Data to process
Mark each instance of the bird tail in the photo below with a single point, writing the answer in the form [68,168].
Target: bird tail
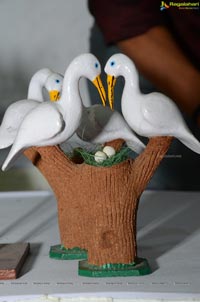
[6,139]
[136,146]
[191,142]
[11,158]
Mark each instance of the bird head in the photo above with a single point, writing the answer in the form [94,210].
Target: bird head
[53,85]
[87,65]
[117,65]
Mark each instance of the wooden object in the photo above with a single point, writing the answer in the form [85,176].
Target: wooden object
[97,206]
[12,257]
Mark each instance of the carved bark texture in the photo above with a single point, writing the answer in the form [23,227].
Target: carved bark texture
[97,206]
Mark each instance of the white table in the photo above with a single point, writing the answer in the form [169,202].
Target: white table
[168,236]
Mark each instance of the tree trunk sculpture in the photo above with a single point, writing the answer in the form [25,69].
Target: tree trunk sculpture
[97,206]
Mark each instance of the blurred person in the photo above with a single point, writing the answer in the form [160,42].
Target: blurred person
[164,42]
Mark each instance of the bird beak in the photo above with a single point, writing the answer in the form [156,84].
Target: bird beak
[98,84]
[54,95]
[111,81]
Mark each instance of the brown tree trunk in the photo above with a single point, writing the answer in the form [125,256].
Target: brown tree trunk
[97,206]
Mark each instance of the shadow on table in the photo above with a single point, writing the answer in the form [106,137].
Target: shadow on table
[165,221]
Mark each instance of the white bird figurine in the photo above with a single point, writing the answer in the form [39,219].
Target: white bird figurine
[53,123]
[148,115]
[16,112]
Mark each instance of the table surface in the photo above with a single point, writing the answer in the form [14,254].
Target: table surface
[168,236]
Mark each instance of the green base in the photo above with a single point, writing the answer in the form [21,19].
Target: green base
[61,253]
[138,268]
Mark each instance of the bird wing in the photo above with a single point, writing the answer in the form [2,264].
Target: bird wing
[38,127]
[159,111]
[12,119]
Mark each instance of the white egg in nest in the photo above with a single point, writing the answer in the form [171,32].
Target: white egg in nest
[109,151]
[100,156]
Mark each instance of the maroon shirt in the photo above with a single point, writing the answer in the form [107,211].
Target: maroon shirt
[123,19]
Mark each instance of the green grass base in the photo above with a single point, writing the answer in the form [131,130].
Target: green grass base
[138,268]
[59,252]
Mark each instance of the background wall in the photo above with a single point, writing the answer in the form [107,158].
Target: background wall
[36,34]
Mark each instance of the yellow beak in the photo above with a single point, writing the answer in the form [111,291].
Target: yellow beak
[54,95]
[98,84]
[111,81]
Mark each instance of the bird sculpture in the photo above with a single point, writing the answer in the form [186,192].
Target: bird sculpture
[16,112]
[148,115]
[52,123]
[101,124]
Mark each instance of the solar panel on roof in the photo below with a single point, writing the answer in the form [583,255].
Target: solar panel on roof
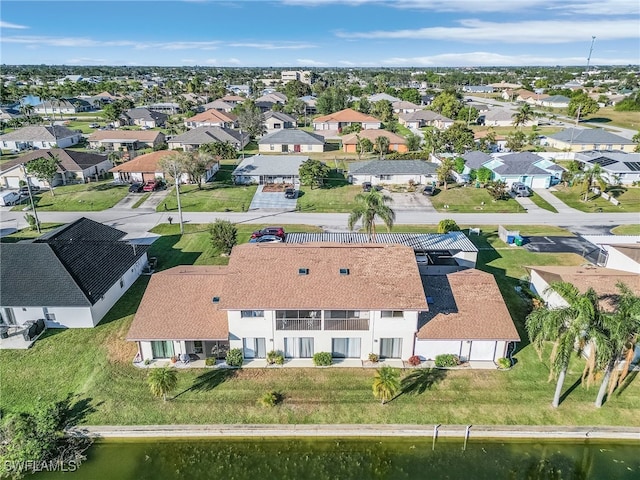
[603,161]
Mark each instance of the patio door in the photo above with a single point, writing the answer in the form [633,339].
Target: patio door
[162,349]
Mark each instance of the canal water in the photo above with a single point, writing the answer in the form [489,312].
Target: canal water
[360,459]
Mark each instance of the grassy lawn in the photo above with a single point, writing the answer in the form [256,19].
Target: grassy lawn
[221,195]
[629,198]
[83,197]
[94,365]
[470,200]
[626,230]
[542,203]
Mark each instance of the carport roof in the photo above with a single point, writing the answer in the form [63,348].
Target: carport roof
[418,241]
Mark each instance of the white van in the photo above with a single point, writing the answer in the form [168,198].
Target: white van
[9,198]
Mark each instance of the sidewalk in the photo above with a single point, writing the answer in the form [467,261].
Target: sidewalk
[553,200]
[355,430]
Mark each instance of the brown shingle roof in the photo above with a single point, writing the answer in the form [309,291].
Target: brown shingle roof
[177,305]
[149,162]
[266,276]
[467,305]
[346,115]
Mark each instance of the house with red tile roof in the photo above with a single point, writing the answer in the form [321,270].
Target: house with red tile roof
[344,118]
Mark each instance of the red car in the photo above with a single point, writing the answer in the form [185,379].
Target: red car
[277,231]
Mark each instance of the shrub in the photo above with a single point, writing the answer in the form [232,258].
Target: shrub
[234,357]
[447,360]
[322,359]
[504,363]
[275,357]
[271,399]
[414,360]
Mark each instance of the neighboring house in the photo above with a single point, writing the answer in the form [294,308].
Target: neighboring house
[319,298]
[555,101]
[291,140]
[405,107]
[392,172]
[62,106]
[145,117]
[194,139]
[147,167]
[467,317]
[71,277]
[212,118]
[74,166]
[618,166]
[396,142]
[343,118]
[424,118]
[278,120]
[37,137]
[581,139]
[111,140]
[525,167]
[267,169]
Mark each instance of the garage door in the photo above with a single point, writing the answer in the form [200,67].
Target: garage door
[13,182]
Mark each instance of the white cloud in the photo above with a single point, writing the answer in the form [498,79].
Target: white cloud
[477,59]
[589,7]
[533,32]
[308,62]
[11,25]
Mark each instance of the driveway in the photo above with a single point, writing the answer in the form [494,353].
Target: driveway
[272,201]
[552,244]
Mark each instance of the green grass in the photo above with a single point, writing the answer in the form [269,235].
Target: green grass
[94,365]
[542,203]
[83,197]
[626,229]
[469,200]
[28,234]
[629,198]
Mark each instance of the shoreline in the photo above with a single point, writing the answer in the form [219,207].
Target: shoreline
[368,430]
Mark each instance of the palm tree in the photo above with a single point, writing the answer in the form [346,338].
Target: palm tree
[567,327]
[368,206]
[523,115]
[590,177]
[386,383]
[162,381]
[623,330]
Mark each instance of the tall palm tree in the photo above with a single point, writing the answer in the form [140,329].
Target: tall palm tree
[623,331]
[568,327]
[162,381]
[523,115]
[369,206]
[386,383]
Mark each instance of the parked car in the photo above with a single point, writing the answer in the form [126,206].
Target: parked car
[266,239]
[276,231]
[520,189]
[136,187]
[152,186]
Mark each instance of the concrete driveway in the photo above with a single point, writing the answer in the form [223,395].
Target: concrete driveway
[272,201]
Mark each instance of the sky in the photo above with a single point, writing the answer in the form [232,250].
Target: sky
[320,33]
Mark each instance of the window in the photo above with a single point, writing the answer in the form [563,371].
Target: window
[298,347]
[162,349]
[345,347]
[390,347]
[254,348]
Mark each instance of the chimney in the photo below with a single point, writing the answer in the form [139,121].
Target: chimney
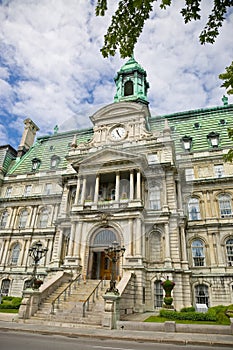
[28,137]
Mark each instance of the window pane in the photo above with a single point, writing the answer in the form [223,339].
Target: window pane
[201,294]
[193,209]
[198,253]
[225,205]
[158,294]
[229,248]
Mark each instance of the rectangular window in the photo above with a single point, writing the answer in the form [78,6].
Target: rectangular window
[27,190]
[153,158]
[48,188]
[189,174]
[8,192]
[218,170]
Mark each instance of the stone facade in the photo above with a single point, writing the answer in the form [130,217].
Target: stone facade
[156,185]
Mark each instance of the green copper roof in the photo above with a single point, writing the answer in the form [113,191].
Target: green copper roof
[130,66]
[48,147]
[197,124]
[131,83]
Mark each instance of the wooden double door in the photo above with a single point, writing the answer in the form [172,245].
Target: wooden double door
[102,266]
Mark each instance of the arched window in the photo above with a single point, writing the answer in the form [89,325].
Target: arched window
[193,209]
[229,251]
[224,201]
[5,286]
[154,197]
[198,253]
[201,294]
[55,160]
[158,294]
[35,164]
[104,238]
[15,254]
[43,218]
[23,218]
[128,88]
[3,219]
[155,247]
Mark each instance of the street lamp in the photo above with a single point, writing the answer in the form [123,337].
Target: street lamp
[36,252]
[114,253]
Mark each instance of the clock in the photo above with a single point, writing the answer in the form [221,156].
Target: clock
[118,133]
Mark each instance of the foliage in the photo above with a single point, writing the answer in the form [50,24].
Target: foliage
[229,156]
[130,16]
[10,302]
[188,309]
[228,77]
[193,316]
[168,300]
[214,314]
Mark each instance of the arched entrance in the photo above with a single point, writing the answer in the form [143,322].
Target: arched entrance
[100,266]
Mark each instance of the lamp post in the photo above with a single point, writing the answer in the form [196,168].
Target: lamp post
[114,253]
[36,252]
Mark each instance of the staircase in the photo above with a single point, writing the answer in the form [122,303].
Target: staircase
[73,306]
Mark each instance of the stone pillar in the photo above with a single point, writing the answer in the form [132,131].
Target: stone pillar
[138,185]
[30,303]
[167,247]
[138,237]
[97,184]
[131,190]
[111,310]
[77,191]
[183,244]
[117,193]
[83,194]
[71,241]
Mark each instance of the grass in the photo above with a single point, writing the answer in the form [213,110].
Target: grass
[9,311]
[159,319]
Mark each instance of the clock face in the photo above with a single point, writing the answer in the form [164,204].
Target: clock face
[118,133]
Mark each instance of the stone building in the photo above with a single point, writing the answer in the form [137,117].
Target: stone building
[157,185]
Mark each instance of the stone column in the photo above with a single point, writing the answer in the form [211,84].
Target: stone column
[131,193]
[111,310]
[138,237]
[131,237]
[183,245]
[83,194]
[138,185]
[167,247]
[117,193]
[71,241]
[77,192]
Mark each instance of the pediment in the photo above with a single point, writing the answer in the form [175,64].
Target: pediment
[110,158]
[119,111]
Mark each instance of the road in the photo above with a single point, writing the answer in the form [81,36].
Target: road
[28,341]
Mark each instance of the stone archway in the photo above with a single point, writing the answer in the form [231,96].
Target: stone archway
[99,265]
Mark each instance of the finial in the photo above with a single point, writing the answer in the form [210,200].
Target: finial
[74,142]
[55,130]
[225,100]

Written instruction
Each line from the one containing "Mark each instance of the foliage" to the end of the listing above should be copied exactly, and nothing else.

Result of this task
Mark each instance of the foliage in the photo above with a single point, writing the answer in the form [50,24].
Target: foliage
[229,156]
[130,16]
[10,302]
[188,309]
[228,77]
[193,316]
[168,300]
[214,314]
Mark each instance of the arched entrance in the photo above with a single point, writing the answer in the form [143,322].
Target: arched entrance
[100,266]
Mark each instance of the lamp post in the photo above with a single point, writing the answer in the form [196,168].
Target: lamp post
[114,253]
[36,252]
Mark each instance of the staircase in the photo above with a single point, writing the answer in the form [122,303].
Target: staircase
[73,306]
Mark each instance of the stone pillar in the photo above with a single point, writing the answer in the form [132,131].
Target: stone pillar
[138,185]
[30,303]
[167,247]
[138,237]
[97,184]
[131,190]
[111,310]
[77,191]
[183,244]
[117,193]
[83,194]
[71,241]
Mark each instance of the grass in the photo above with a single point, writing the answer in the form [213,110].
Target: grass
[9,311]
[159,319]
Mark each instance of the clock face in the photo above with a single point, writing the answer in the form [164,204].
Target: clock face
[118,133]
Mark each instance of the stone building in the photo above with a single point, writing the answer in the form [137,117].
Target: stone building
[157,185]
Mark each instance of the stone column in the photo above with a single point, writing the answer in the form [211,84].
Target: stone column
[131,193]
[111,310]
[138,237]
[131,237]
[183,245]
[83,194]
[138,185]
[167,247]
[117,193]
[71,241]
[77,192]
Mark each instance of the pediment in the photo above with a single point, writing the answer in the form [175,64].
Target: pediment
[110,158]
[119,111]
Mark each instance of the road in the photo above with a single point, writing the answer in the form [81,36].
Target: road
[28,341]
Mark each instance of the stone archway in the photo above with a single point, writing the answer in the form [231,96].
Target: stone archway
[99,265]
Mark each instance of the finial in the photo above with a single point, writing the answer in the form [210,200].
Target: finial
[74,142]
[55,130]
[225,100]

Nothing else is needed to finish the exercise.